- _Activity_
Your answer should hold each line of the material that contains the word "bent".
════════════════════
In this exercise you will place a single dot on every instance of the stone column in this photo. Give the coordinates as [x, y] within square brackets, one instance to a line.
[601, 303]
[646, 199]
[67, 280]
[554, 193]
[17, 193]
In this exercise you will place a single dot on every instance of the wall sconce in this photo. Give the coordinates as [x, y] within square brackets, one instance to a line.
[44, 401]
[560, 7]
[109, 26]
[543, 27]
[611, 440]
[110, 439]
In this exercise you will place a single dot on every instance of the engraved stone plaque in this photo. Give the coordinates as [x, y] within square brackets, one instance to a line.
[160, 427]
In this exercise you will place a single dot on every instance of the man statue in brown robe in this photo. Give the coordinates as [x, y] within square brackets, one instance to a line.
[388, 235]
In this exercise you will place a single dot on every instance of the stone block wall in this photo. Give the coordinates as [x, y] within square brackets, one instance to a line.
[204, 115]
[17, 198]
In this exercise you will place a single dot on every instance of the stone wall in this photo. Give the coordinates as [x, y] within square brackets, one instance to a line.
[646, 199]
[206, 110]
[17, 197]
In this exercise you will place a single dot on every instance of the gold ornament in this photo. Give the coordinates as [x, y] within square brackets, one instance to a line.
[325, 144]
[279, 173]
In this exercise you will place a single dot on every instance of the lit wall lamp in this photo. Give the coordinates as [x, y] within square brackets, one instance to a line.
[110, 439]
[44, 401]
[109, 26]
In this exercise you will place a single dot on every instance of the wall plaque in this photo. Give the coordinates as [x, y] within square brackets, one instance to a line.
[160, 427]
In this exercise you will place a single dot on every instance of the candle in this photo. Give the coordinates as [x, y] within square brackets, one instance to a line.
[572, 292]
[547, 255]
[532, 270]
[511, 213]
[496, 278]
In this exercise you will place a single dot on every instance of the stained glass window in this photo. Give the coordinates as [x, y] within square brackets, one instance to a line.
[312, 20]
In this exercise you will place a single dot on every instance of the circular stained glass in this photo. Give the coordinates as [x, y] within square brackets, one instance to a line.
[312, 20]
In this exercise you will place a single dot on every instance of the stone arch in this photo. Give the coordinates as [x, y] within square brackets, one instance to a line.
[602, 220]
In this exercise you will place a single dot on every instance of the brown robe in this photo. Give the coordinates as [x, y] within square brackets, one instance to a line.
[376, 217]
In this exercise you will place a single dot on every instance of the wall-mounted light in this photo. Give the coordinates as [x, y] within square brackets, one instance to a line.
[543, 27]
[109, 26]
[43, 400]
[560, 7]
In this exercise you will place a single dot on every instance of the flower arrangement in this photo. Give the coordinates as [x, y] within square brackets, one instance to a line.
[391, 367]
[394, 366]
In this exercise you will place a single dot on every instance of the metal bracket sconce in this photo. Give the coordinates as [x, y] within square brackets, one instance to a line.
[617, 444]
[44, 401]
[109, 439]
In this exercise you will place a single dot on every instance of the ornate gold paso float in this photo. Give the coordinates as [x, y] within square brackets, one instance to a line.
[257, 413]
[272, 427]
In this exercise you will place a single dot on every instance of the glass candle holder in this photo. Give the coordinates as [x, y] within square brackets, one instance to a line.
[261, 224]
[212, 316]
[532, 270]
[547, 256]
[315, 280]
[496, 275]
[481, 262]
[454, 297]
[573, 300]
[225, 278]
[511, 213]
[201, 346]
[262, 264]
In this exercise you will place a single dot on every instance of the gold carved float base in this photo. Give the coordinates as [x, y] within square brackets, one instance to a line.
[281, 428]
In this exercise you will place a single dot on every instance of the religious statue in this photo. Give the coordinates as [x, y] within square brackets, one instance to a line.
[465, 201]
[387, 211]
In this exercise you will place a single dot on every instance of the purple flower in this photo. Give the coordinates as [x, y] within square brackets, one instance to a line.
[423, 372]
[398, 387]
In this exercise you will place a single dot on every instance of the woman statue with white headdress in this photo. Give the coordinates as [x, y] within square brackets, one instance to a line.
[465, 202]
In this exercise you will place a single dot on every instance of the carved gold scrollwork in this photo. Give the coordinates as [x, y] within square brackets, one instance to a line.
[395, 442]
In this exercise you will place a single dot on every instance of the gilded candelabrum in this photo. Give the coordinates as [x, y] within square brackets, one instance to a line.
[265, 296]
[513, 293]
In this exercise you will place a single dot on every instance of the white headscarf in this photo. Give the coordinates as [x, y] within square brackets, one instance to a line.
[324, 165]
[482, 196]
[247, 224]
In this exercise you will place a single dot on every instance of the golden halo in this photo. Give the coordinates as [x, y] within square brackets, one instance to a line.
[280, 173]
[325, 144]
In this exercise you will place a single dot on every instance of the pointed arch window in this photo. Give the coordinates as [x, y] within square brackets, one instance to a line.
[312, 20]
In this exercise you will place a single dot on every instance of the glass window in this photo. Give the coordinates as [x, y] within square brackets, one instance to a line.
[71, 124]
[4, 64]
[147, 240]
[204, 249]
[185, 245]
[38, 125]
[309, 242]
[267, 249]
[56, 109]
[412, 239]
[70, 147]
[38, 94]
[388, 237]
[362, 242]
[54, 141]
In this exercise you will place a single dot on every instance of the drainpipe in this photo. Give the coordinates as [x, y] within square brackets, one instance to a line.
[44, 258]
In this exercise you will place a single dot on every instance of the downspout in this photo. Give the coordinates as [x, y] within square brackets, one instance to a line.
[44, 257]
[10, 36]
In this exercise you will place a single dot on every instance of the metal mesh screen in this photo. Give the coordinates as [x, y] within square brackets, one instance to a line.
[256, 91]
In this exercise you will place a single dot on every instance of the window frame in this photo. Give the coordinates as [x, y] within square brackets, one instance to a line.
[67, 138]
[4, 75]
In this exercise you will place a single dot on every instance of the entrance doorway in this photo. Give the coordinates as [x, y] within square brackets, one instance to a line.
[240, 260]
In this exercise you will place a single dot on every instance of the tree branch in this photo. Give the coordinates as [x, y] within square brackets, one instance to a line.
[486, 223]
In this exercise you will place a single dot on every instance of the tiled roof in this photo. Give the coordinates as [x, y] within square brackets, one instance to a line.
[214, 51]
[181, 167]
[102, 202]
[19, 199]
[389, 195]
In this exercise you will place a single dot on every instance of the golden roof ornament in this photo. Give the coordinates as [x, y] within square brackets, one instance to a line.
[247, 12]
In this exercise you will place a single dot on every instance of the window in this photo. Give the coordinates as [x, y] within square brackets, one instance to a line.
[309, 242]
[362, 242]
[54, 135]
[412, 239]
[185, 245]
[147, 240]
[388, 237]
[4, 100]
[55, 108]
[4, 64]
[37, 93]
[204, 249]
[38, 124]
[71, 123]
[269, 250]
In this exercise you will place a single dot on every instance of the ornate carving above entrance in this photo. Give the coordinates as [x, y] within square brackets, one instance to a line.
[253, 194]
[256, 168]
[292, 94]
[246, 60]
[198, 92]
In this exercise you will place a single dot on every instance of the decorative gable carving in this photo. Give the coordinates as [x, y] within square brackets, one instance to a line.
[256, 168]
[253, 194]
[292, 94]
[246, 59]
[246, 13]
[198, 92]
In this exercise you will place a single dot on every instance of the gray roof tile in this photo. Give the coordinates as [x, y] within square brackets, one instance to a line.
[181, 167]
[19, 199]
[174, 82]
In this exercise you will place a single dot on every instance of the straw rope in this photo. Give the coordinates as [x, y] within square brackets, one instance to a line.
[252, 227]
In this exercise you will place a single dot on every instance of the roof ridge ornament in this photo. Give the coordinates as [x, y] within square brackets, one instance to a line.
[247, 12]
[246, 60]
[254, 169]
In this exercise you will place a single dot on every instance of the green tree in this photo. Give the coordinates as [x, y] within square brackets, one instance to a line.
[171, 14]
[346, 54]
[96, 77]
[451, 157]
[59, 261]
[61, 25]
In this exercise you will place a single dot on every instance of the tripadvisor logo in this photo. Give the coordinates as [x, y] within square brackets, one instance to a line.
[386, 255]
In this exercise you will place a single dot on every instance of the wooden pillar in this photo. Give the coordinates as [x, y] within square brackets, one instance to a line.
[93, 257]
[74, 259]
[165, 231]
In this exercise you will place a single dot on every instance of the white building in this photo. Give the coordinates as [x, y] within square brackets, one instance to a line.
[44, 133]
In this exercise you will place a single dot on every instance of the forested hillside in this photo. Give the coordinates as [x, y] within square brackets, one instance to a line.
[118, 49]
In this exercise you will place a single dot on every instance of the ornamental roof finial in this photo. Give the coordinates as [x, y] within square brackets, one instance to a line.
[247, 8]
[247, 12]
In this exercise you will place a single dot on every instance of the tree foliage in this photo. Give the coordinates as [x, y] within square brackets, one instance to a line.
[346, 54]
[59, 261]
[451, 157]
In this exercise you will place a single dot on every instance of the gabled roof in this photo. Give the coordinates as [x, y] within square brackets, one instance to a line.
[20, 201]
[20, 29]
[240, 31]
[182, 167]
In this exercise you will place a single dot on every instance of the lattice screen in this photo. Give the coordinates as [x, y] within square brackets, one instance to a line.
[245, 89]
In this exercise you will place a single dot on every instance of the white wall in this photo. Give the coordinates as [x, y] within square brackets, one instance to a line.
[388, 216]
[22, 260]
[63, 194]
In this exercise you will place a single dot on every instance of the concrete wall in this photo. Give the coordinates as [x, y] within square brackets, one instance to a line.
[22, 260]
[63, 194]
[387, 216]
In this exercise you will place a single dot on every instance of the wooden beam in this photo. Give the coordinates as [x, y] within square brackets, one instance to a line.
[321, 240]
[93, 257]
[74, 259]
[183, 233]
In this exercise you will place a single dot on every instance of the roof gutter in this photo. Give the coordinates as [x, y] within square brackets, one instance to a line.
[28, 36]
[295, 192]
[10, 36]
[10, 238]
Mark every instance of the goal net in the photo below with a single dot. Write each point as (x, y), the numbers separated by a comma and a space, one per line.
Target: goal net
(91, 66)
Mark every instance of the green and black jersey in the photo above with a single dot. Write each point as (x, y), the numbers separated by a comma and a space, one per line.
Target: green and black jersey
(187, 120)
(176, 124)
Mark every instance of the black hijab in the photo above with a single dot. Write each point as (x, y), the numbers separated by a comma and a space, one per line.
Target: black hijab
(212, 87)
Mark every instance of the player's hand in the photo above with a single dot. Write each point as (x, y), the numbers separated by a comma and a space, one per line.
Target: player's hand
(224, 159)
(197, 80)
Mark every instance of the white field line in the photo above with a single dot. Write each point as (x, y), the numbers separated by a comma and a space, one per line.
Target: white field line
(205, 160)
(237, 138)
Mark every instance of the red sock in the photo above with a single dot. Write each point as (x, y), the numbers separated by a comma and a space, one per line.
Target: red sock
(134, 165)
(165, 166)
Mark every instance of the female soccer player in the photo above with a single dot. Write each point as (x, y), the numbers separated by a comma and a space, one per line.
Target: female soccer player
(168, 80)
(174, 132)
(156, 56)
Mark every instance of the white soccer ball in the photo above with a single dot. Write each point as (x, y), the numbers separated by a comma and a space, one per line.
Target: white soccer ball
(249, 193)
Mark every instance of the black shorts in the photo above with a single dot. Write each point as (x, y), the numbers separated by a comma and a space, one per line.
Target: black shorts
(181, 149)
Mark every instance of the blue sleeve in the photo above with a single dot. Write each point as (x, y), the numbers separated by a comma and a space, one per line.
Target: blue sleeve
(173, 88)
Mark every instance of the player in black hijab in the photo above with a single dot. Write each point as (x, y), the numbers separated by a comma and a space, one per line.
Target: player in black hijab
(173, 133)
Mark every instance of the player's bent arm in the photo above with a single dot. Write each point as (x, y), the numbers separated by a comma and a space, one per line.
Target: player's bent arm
════════════════════
- _Answer to the exercise_
Mark every instance of the player's bent arm in the photo above with a single dot. Write each point as (x, y), the numbers separated by a comma and a space, one per line.
Target: player's bent arm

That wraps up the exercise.